- [What needs to be done]: Print the listing once more, exactly as it stands.
--- Extracted material ---
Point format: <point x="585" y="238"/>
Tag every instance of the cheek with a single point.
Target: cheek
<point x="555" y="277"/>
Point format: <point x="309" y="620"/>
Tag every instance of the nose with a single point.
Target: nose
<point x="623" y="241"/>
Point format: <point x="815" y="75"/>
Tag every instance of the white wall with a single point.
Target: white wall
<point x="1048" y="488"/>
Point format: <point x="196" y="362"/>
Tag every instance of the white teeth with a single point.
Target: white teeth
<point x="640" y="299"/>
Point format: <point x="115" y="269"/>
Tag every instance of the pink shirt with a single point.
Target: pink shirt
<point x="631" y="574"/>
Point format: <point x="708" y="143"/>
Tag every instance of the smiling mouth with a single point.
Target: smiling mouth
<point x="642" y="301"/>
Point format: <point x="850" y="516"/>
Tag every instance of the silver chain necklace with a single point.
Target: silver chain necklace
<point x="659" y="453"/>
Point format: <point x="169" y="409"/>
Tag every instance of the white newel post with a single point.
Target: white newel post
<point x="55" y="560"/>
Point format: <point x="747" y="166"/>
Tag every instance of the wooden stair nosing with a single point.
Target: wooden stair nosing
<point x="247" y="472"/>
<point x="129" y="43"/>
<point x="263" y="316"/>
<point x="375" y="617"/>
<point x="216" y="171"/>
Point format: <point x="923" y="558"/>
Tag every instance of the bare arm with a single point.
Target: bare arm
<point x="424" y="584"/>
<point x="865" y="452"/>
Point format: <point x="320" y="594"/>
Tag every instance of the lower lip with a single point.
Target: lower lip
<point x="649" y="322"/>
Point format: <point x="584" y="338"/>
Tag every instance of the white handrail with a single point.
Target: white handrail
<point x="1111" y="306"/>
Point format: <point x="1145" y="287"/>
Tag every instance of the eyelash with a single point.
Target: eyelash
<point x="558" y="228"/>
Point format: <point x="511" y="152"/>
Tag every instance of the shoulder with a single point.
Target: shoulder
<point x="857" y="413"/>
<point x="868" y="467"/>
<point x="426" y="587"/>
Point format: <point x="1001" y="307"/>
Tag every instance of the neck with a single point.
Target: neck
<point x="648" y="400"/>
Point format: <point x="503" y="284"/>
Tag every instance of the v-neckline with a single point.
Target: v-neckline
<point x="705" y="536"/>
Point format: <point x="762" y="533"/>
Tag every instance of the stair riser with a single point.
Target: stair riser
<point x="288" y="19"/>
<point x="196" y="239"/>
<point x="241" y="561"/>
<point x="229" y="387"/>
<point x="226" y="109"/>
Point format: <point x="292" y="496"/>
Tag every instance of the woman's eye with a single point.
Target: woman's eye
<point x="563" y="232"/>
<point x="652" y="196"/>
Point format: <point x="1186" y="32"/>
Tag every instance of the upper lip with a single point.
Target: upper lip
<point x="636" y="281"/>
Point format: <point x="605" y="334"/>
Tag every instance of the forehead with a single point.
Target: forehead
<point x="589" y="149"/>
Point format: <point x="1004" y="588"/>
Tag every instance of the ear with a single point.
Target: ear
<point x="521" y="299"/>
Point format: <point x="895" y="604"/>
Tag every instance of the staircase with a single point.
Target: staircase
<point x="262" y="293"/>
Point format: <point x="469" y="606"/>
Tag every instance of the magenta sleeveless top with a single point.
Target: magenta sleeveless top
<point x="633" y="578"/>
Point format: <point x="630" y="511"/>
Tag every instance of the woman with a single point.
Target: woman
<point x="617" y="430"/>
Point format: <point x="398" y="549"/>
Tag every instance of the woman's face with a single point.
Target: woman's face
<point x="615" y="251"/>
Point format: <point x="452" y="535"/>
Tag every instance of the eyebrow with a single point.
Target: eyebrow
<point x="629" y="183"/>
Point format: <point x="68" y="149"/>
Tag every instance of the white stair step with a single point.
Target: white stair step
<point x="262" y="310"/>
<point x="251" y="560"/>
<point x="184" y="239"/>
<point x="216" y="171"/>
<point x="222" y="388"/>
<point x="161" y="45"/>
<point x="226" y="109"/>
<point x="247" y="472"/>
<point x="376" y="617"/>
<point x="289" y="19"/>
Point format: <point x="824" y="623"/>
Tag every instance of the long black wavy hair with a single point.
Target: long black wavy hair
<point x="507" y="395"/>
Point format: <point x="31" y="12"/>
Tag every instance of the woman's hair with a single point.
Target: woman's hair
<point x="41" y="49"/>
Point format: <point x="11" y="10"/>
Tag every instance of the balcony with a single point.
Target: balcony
---
- [Task result]:
Point format: <point x="585" y="238"/>
Tag every instance of the cheek with a single point.
Target: cheek
<point x="555" y="277"/>
Point format: <point x="309" y="620"/>
Tag every instance of the nose with a single point.
Target: nose
<point x="623" y="241"/>
Point format: <point x="815" y="75"/>
Tag every instance of the white wall with a single point.
Target: white wall
<point x="1048" y="488"/>
Point format: <point x="196" y="362"/>
Tag every instance of the white teeth with a single point.
Target: white teeth
<point x="640" y="299"/>
Point format: <point x="115" y="269"/>
Tag every instance of the pink shirt with a single point.
Target: pink shirt
<point x="631" y="574"/>
Point format: <point x="708" y="143"/>
Tag every instance of the smiling mouth with a single point.
Target: smiling mouth
<point x="642" y="301"/>
Point format: <point x="850" y="516"/>
Tag every instance of the silver chain necklace with a single point.
Target: silver chain necklace
<point x="659" y="453"/>
Point format: <point x="169" y="409"/>
Tag every instance of the white newel post with a single point.
Target: white newel post
<point x="55" y="560"/>
Point format: <point x="747" y="166"/>
Tag every instance of the wooden stair nosing with a single point.
Target: wooden stair nosing
<point x="247" y="472"/>
<point x="129" y="43"/>
<point x="263" y="316"/>
<point x="375" y="617"/>
<point x="216" y="171"/>
Point format: <point x="923" y="558"/>
Tag every instance of the bare arm with a single point.
Target: bare arm
<point x="424" y="584"/>
<point x="865" y="452"/>
Point format: <point x="320" y="594"/>
Tag every instance of the lower lip with a single point.
Target: lower lip
<point x="649" y="322"/>
Point format: <point x="584" y="338"/>
Tag every instance of the white handrail with a single point.
Target: white handrail
<point x="1111" y="306"/>
Point format: <point x="1145" y="287"/>
Tag every instance of the eyelash with a single point.
Target: eyelash
<point x="558" y="228"/>
Point format: <point x="511" y="152"/>
Tag every instance of the shoulder with a single point.
Target: shoulder
<point x="857" y="413"/>
<point x="868" y="467"/>
<point x="426" y="587"/>
Point format: <point x="1001" y="307"/>
Tag every instance of the neck with a single point.
Target: neck
<point x="648" y="400"/>
Point format: <point x="503" y="284"/>
Tag every instance of the v-neckline with a single point.
Target: v-neckline
<point x="705" y="536"/>
Point format: <point x="762" y="533"/>
Tag every instance of the stair riser with a single point.
Target: stair riser
<point x="288" y="19"/>
<point x="196" y="239"/>
<point x="241" y="561"/>
<point x="229" y="387"/>
<point x="226" y="109"/>
Point format: <point x="292" y="496"/>
Tag every instance of the woman's eye with a single point.
Target: woman's eye
<point x="563" y="232"/>
<point x="652" y="196"/>
Point format: <point x="1186" y="32"/>
Tag every instance of the upper lip with a single point.
Target: upper lip
<point x="636" y="281"/>
Point format: <point x="605" y="334"/>
Tag every instance of the forehead with a single point.
Target: forehead
<point x="589" y="149"/>
Point format: <point x="1004" y="588"/>
Tag every instance of the ear with a single point.
Target: ear
<point x="521" y="299"/>
Point format: <point x="895" y="604"/>
Tag every instance of the staircase with a single point.
Target: staircase
<point x="262" y="293"/>
Point format: <point x="469" y="606"/>
Tag every instance of the magenta sleeveless top with a single point.
Target: magenta sleeveless top
<point x="633" y="578"/>
Point format: <point x="630" y="511"/>
Tag every instance of the woman with a single point.
Target: woman
<point x="617" y="430"/>
Point format: <point x="398" y="549"/>
Tag every instance of the woman's face with a single point.
Target: woman's face
<point x="615" y="251"/>
Point format: <point x="452" y="535"/>
Tag every instance of the eyebrow with a single point.
Target: eyebrow
<point x="629" y="183"/>
Point format: <point x="68" y="149"/>
Tag every instance of the white stair step with a single point.
Target: white stair step
<point x="262" y="310"/>
<point x="251" y="560"/>
<point x="184" y="239"/>
<point x="216" y="171"/>
<point x="222" y="388"/>
<point x="161" y="45"/>
<point x="226" y="109"/>
<point x="247" y="472"/>
<point x="376" y="617"/>
<point x="289" y="19"/>
Point format: <point x="824" y="623"/>
Tag every instance of the long black wavy hair with a single point.
Target: long black wavy hair
<point x="507" y="395"/>
Point format: <point x="31" y="12"/>
Tag every instance of the woman's hair with a single point.
Target: woman's hair
<point x="41" y="49"/>
Point format: <point x="11" y="10"/>
Tag every instance of the balcony with a single point.
Target: balcony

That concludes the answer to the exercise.